- _Task instructions_
Lay out the entries from the line holding "Objective — indicate one point on every instance of the orange" through the end of the entries, both included, as a two-column CSV with columns named text and answer. Give one row per entry, with each field in quotation marks and any line breaks turned into spaces.

(Records from a collection)
------------------------------------------------------------------------
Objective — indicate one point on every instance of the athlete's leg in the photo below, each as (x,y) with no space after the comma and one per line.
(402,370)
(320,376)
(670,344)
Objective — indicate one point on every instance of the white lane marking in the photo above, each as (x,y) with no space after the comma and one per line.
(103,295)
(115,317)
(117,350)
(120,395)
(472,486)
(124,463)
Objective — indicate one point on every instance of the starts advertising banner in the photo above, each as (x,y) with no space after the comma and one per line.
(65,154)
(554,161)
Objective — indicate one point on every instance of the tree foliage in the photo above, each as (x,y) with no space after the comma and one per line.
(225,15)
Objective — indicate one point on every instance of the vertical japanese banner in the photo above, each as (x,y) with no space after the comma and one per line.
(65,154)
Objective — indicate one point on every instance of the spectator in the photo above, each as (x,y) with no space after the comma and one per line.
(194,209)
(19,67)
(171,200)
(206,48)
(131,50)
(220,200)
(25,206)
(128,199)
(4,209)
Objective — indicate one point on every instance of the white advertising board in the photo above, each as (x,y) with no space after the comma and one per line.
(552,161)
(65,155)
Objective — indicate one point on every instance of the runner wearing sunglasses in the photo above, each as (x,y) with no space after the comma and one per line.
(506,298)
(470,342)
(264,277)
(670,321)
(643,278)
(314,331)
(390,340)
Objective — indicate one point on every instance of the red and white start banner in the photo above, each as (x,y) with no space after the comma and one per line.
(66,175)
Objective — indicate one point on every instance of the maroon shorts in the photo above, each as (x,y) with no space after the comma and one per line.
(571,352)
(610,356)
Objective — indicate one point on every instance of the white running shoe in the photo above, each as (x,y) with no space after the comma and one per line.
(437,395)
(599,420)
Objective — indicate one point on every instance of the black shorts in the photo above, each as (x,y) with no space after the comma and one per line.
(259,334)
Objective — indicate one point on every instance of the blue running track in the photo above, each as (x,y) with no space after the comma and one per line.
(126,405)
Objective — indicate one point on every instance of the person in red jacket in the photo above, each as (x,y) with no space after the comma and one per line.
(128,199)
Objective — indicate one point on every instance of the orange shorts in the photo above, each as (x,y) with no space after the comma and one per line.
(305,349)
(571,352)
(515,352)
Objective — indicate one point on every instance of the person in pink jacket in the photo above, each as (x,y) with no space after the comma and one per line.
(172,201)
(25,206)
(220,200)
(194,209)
------------------------------------------------------------------------
- _Output below_
text,answer
"Objective — indicate one point on every instance of the orange shorts in the photo above, each as (x,y) with no space after the comma and one per line.","(305,349) (571,352) (515,352)"
"Objective — indicate one point on every instance of the person in pink jacket in the photo above, each as (x,y) with no space after the comma and one per line.","(172,201) (25,206) (220,200) (194,209)"